SUPPLIED PASSAGE:
════════════════════
Kolar v. Arlington Toyota, Inc.

Annotate this Case
                                                            Second Division
                                                          December 31, 1996











No. 1-94-4238

JEFFREY KOLAR and LINDA KOLAR,     )    Appeal from the
                                   )    Circuit Court of
          Plaintiffs-Appellants,   )    Cook County.             
                                   )
          v.                       )
                                   )
ARLINGTON TOYOTA, INC.,            )    Honorable 
                                   )    Robert J. Quinn,
          Defendant-Appellee.      )    Judge Presiding.


     JUSTICE RAKOWSKI delivered the opinion of the court:

     Following an arbitration award pursuant to Supreme Court
Rules 86 through 95, the circuit court awarded attorney fees that
were neither requested at the arbitration hearing nor contained
in the award.  For the reasons that follow, we reverse the trial
court's judgment of attorney fees.
                                   FACTS
     Dissatisfied after the purchase of a used car from defendant
Arlington Toyota, Inc., the plaintiffs Jeffrey and Linda Kolar
filed suit in the Cook County circuit court alleging breach of
contract and violations of the Consumer Fraud and Deceptive
Business Practices Act (815 ILCS 505/1 et seq. (West 1994)).  The
cause was assigned to mandatory arbitration and was set for
hearing on November 18, 1993.  Although the first amended
complaint contained a prayer for attorney fees, plaintiffs did
not request attorney fees at arbitration.  Following a hearing,
an arbitration panel awarded plaintiffs $4,500 in damages.
════════════════════
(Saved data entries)

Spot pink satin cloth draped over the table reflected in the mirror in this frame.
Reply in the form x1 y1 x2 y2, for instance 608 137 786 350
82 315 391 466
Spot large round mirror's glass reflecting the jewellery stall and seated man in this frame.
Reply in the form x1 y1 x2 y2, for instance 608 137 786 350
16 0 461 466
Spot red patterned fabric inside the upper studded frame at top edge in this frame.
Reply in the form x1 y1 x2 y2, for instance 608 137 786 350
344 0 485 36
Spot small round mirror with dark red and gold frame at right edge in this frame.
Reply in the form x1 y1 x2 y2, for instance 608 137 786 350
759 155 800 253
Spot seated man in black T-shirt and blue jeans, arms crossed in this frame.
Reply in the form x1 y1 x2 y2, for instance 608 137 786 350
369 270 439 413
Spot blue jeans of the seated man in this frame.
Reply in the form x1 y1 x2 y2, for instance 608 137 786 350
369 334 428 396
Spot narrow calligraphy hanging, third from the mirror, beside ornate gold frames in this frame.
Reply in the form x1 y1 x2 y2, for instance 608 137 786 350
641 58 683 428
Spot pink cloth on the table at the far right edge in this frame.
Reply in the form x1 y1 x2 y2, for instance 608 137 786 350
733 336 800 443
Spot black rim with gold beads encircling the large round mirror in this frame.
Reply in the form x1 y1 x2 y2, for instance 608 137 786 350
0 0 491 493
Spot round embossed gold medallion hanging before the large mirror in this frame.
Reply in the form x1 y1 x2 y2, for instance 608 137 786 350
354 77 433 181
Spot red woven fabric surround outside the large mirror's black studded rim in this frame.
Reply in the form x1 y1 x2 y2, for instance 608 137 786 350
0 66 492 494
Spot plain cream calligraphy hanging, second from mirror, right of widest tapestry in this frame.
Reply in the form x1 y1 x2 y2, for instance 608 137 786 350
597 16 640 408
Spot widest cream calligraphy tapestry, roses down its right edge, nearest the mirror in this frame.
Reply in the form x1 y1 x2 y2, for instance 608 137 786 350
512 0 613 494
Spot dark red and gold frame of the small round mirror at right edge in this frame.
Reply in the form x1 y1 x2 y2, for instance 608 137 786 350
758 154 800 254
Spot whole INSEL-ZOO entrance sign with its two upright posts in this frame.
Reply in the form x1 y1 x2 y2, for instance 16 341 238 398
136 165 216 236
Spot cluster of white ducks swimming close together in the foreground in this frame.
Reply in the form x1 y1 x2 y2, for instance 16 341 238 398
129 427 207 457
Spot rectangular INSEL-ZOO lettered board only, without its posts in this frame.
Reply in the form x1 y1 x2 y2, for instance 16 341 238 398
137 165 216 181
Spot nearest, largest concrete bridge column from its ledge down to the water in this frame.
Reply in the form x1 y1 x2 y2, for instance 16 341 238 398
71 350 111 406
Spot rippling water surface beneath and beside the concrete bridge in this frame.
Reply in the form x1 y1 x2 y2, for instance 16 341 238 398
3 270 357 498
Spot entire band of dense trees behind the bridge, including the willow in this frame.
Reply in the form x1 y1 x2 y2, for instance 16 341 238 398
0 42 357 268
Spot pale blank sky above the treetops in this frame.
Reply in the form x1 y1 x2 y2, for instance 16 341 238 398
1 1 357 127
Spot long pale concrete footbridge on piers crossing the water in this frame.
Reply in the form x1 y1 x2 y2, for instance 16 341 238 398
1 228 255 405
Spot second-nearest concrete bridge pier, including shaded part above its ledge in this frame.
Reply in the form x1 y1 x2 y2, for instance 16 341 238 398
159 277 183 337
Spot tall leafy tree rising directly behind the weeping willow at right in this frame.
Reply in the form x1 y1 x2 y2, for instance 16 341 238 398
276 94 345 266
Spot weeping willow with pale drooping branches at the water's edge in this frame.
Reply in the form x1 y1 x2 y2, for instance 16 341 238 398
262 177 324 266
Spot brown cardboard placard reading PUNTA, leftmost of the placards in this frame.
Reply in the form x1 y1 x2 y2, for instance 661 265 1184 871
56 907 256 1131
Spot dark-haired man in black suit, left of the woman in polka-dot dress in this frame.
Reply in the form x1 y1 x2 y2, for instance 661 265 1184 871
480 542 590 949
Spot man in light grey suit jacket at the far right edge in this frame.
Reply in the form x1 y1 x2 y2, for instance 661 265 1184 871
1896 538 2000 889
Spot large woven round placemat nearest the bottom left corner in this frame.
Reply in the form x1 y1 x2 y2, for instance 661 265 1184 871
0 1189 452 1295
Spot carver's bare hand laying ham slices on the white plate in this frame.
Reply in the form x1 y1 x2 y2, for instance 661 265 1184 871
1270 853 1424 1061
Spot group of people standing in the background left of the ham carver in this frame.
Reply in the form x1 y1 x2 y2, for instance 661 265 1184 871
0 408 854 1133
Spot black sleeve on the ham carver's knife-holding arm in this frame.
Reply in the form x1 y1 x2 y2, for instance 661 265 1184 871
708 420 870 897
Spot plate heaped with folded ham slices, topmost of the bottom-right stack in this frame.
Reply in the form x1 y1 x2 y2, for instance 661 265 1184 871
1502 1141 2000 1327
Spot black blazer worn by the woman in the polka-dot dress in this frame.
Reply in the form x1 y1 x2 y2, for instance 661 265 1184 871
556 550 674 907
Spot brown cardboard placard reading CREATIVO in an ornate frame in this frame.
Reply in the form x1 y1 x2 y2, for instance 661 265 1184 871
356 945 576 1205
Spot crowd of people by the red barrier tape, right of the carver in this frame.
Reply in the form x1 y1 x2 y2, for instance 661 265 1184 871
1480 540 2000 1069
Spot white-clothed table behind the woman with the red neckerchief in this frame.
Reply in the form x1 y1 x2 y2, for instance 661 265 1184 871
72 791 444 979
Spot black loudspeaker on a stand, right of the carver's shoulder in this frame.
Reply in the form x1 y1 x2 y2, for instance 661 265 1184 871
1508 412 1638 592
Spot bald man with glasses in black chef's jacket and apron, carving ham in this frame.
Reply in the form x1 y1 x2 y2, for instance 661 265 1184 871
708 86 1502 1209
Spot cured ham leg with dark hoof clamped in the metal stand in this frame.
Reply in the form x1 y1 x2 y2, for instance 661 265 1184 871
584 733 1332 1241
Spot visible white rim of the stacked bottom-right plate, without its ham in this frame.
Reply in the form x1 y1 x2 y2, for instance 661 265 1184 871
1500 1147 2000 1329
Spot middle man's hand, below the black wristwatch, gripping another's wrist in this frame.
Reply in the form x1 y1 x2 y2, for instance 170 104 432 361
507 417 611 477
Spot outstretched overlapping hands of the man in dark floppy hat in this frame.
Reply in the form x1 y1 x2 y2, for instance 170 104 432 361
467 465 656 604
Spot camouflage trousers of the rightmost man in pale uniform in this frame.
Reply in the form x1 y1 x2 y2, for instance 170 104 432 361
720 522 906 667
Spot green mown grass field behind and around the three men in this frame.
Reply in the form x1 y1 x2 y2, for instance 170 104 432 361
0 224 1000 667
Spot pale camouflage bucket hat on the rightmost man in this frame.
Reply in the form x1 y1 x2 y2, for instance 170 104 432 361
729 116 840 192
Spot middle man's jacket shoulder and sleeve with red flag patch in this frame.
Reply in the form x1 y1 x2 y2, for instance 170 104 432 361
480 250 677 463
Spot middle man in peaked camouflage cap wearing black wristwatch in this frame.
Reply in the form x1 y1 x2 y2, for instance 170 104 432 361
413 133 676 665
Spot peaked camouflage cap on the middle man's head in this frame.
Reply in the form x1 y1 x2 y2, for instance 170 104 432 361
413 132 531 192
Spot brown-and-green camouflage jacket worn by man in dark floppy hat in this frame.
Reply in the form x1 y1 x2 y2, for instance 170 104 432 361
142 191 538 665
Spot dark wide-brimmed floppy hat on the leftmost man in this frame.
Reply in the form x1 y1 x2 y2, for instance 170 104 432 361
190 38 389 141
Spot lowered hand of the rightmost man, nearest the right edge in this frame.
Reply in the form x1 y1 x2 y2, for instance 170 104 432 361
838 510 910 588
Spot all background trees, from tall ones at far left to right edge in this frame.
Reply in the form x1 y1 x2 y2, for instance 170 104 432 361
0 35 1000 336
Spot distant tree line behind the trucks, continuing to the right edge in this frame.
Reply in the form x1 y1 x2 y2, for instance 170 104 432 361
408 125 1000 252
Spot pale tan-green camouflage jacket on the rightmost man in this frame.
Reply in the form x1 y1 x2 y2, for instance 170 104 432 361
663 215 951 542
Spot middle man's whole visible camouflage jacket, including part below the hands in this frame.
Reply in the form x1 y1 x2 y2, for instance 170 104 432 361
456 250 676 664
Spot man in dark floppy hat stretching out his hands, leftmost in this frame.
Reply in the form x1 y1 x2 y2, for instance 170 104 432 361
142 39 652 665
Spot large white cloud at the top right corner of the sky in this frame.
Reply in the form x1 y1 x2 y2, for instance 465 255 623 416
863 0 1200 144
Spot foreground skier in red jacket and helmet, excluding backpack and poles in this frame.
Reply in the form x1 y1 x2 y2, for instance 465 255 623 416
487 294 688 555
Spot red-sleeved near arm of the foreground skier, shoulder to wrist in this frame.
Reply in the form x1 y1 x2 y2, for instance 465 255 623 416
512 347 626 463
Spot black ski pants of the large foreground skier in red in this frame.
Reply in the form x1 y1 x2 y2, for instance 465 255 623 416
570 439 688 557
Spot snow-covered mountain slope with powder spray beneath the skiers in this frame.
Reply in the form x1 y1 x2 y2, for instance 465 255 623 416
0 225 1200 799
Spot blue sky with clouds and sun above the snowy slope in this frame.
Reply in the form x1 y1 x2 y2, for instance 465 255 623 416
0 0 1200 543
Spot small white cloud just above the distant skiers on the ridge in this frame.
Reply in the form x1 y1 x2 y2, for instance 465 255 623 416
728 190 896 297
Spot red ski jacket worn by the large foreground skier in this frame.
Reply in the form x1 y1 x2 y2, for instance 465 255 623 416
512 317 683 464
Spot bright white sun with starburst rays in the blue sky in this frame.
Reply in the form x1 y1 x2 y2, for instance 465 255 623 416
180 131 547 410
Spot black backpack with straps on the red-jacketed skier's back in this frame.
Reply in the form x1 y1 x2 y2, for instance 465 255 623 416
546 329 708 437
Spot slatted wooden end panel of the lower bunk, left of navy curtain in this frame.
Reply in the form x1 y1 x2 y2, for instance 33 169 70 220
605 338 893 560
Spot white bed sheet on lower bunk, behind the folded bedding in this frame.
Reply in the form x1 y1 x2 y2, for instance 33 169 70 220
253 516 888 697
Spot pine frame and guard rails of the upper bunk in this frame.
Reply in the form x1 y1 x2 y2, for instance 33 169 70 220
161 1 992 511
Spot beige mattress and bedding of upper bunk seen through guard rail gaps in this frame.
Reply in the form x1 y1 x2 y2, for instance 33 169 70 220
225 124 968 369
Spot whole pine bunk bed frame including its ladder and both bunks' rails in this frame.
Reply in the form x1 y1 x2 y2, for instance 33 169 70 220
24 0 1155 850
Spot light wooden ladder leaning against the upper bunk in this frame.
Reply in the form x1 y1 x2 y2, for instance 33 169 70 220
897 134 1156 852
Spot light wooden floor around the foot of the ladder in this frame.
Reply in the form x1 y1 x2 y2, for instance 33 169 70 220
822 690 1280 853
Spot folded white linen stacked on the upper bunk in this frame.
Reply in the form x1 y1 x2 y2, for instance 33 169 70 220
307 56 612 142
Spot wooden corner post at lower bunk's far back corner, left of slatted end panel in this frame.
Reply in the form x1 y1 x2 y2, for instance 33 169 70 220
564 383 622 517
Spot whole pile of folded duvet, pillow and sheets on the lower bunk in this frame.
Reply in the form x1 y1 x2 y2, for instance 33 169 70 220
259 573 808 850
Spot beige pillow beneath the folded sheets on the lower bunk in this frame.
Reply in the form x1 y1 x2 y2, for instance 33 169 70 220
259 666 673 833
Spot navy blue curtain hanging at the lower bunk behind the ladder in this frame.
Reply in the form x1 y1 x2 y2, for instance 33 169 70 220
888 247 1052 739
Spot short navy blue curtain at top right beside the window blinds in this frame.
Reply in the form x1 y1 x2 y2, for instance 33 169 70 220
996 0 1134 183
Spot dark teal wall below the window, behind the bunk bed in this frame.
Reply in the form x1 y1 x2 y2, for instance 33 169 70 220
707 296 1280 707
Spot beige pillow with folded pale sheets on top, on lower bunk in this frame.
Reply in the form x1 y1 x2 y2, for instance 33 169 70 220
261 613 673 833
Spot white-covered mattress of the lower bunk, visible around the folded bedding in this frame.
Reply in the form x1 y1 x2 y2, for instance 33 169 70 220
════════════════════
Return the passage of the court opinion from "JUSTICE RAKOWSKI delivered" to "of attorney fees.", word for word. The saved data entries are separate material and do not relate to the court opinion.

JUSTICE RAKOWSKI delivered the opinion of the court:

     Following an arbitration award pursuant to Supreme Court
Rules 86 through 95, the circuit court awarded attorney fees that
were neither requested at the arbitration hearing nor contained
in the award.  For the reasons that follow, we reverse the trial
court's judgment of attorney fees.